• _Instructions_
**A)** According to the article on Massachusetts health care costs, how many adults took part in the telephone survey, and what was their age range?
**B)** Write the next part of the article on Massachusetts health care costs, picking up after its final sentence.

• _Text for analysis_

Blue Cross Foundation: Costs still a problem

While Massachusetts has maintained high levels of health care coverage since state health care reform was passed in 2006, making it affordable for all Bay State residents requires “collective action” by insurers, providers, government officials and consumers.

This is according to Audrey Shelto, president of the Blue Cross Blue Shield of Massachusetts Foundation.

Shelto’s comments came with Wednesday’s release of the 2012 Massachusetts Health Reform Survey (MHRS) commissioned by the Blue Cross foundation and the Robert Wood Johnson Foundation. The report, which has been conducted since 2006, highlights the difficulty low- to middle-income Massachusetts residents have in affording health insurance. It is based on a telephone survey of about 3,000 adults ages 19 to 64.

While coverage remains strong, with 94.6 percent of non-elderly adults insured at the time of the survey towo years ago (up from 85.9 percent in 2006), nearly half of low- to middle-income adults, earning between 138 and 400 percent of the federal poverty level, reported problems with health care costs. And nearly a quarter of insured adults with incomes below 138 percent of the federal poverty reported going without needed care because of cost.

Furthermore, 37.1 percent of all adults reported experiencing problems with health care spending during the year the survey was issued, and 16.4 percent said they went without needed care because of cost.

Those who reported financial problems due to health care costs employed a range of strategies, including cutting back on non-health care related spending (89 percent), cutting back on saving or dipping into savings (77 percent) cutting back on health care services (57.2 percent) and borrowing or using credit cards (42.7 percent).

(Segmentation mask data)
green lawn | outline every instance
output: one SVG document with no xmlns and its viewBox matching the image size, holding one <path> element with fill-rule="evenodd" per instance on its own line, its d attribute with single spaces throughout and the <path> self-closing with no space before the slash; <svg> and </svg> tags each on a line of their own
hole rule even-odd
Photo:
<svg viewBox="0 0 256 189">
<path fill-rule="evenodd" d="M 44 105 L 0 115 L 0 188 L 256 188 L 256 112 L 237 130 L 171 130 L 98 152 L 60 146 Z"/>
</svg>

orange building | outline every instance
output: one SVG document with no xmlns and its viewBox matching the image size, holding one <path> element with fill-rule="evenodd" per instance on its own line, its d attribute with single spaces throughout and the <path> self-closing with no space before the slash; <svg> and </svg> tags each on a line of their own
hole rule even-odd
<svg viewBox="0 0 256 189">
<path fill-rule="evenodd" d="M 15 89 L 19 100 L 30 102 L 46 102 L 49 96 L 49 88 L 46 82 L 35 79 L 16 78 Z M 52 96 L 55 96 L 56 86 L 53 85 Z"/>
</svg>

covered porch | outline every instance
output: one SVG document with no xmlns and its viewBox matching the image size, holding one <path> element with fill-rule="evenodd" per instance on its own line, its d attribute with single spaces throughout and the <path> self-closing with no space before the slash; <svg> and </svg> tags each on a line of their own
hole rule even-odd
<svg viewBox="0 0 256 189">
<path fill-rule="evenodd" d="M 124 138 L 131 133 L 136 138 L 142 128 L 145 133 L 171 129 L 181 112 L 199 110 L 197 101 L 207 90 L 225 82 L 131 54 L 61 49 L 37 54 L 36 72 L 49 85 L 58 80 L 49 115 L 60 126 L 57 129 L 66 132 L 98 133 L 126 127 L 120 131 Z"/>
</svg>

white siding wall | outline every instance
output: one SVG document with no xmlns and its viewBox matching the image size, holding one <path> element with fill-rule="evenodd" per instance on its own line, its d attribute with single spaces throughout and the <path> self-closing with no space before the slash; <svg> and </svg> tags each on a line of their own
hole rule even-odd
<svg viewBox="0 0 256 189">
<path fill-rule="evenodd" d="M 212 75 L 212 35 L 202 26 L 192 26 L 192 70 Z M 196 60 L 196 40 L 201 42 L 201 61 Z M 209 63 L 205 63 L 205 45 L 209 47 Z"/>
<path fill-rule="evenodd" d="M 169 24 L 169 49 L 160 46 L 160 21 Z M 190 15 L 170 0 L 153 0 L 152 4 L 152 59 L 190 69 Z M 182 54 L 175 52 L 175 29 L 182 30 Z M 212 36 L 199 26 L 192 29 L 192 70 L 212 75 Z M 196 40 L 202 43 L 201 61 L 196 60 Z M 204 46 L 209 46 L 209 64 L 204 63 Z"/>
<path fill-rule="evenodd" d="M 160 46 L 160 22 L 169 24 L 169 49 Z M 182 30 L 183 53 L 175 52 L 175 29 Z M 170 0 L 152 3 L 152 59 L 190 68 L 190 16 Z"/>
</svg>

• _Results of the tasks_
**A)** About 3,000 adults, ages 19 to 64.

**B)**
“The message from our survey is clear: We need to finish the work of health reform by making high-quality care affordable as well as accessible. There’s reason to be optimistic now that Massachusetts has a comprehensive cost containment law on the books, and I hope these findings will lead to a renewed sense of urgency, and action, by all sectors of the health care community,” said Phil Johnston, chairman of the Board of the Blue Cross Blue Shield of Massachusetts Foundation.

On the positive side, the survey revealed improvements in two access measures where the Bay State had lagged behind national average. In 2012, 13 percent of Massachusetts adults reported being told by a doctor’s office that new patients weren’t being accepted, down from 16.4 percent in 2008. That national average is 11.2 percent.

And adults reporting problems getting primary care fell to 10.9 percent in 2012, down from 14.1 percent in 2008, which brings Massachusetts below the national average of 11.6 percent.